**Soal yang Dikerjakan:** Perbarui semua baris di bawah dengan mengganti "giant orange pumpkin" menjadi "large orange pumpkin", tanpa mengubah bagian lainnya.

▬▬▬

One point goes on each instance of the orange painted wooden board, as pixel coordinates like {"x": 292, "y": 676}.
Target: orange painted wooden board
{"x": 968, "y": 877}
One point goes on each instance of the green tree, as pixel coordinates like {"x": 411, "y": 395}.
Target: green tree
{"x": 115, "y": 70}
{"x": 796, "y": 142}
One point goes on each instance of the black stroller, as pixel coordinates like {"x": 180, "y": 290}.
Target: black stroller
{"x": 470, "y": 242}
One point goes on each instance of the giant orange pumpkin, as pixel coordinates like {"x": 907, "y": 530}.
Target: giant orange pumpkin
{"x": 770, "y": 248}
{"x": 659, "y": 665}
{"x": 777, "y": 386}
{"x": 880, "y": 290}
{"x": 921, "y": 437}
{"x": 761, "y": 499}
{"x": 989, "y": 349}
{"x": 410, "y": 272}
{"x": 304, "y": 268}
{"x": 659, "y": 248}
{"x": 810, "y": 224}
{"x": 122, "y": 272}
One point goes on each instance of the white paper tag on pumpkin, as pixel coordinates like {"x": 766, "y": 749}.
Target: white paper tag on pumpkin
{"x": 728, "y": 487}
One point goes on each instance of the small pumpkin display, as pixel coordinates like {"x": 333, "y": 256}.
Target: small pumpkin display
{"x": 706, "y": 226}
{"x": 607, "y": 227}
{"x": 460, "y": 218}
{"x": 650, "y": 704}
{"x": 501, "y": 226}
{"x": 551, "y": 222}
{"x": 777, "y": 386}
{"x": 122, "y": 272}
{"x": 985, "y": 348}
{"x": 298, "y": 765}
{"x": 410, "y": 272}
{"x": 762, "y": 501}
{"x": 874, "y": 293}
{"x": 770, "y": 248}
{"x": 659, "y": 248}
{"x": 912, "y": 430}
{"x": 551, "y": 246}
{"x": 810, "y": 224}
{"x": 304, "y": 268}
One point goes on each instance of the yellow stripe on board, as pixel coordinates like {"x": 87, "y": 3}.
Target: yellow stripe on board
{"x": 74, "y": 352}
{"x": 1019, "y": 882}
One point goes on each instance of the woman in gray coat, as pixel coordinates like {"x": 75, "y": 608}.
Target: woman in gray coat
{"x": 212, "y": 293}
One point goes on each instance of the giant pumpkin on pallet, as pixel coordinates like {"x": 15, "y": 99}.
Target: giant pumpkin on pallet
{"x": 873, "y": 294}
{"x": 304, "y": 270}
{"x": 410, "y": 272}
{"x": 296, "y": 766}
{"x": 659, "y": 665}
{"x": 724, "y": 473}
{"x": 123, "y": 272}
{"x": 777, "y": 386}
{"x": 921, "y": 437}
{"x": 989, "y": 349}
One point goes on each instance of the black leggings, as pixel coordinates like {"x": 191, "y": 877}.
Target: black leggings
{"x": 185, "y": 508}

▬▬▬

**Jawaban Berikut:**
One point goes on each instance of the orange painted wooden board, as pixel coordinates like {"x": 292, "y": 676}.
Target: orange painted wooden board
{"x": 968, "y": 877}
One point goes on each instance of the green tree, as pixel coordinates like {"x": 411, "y": 395}.
Target: green tree
{"x": 115, "y": 70}
{"x": 796, "y": 142}
One point goes on each instance of the black stroller, as pixel coordinates like {"x": 180, "y": 290}.
Target: black stroller
{"x": 470, "y": 242}
One point goes on each instance of the large orange pumpkin, as pixel coordinates like {"x": 907, "y": 530}.
Target: large orange pumpkin
{"x": 770, "y": 248}
{"x": 659, "y": 665}
{"x": 777, "y": 386}
{"x": 880, "y": 290}
{"x": 921, "y": 437}
{"x": 761, "y": 499}
{"x": 989, "y": 349}
{"x": 410, "y": 272}
{"x": 304, "y": 268}
{"x": 659, "y": 248}
{"x": 810, "y": 224}
{"x": 122, "y": 272}
One point goes on each instance of the white paper tag on pumpkin, as pixel coordinates like {"x": 766, "y": 749}.
Target: white paper tag on pumpkin
{"x": 728, "y": 487}
One point goes on each instance of the small pumpkin display, as pixel coordinates like {"x": 333, "y": 256}.
Target: small pumpkin display
{"x": 706, "y": 226}
{"x": 607, "y": 227}
{"x": 460, "y": 218}
{"x": 650, "y": 704}
{"x": 501, "y": 226}
{"x": 551, "y": 222}
{"x": 777, "y": 386}
{"x": 122, "y": 272}
{"x": 985, "y": 348}
{"x": 298, "y": 765}
{"x": 410, "y": 272}
{"x": 762, "y": 501}
{"x": 874, "y": 293}
{"x": 770, "y": 248}
{"x": 659, "y": 248}
{"x": 912, "y": 430}
{"x": 551, "y": 246}
{"x": 810, "y": 224}
{"x": 304, "y": 268}
One point goes on each instance of the yellow stripe on board, as pixel coordinates like {"x": 87, "y": 3}.
Target: yellow stripe on board
{"x": 74, "y": 352}
{"x": 1019, "y": 882}
One point goes on each instance of the woman in gray coat, as pixel coordinates like {"x": 75, "y": 608}.
Target: woman in gray coat
{"x": 212, "y": 293}
One point goes on each instance of the giant pumpkin on pallet, as pixel coordinates like {"x": 15, "y": 99}.
Target: giant pumpkin on pallet
{"x": 873, "y": 294}
{"x": 304, "y": 270}
{"x": 410, "y": 272}
{"x": 296, "y": 766}
{"x": 659, "y": 665}
{"x": 724, "y": 473}
{"x": 123, "y": 272}
{"x": 777, "y": 386}
{"x": 921, "y": 437}
{"x": 989, "y": 349}
One point goes on each instance of the black leggings, as pixel coordinates like {"x": 191, "y": 877}.
Target: black leggings
{"x": 185, "y": 508}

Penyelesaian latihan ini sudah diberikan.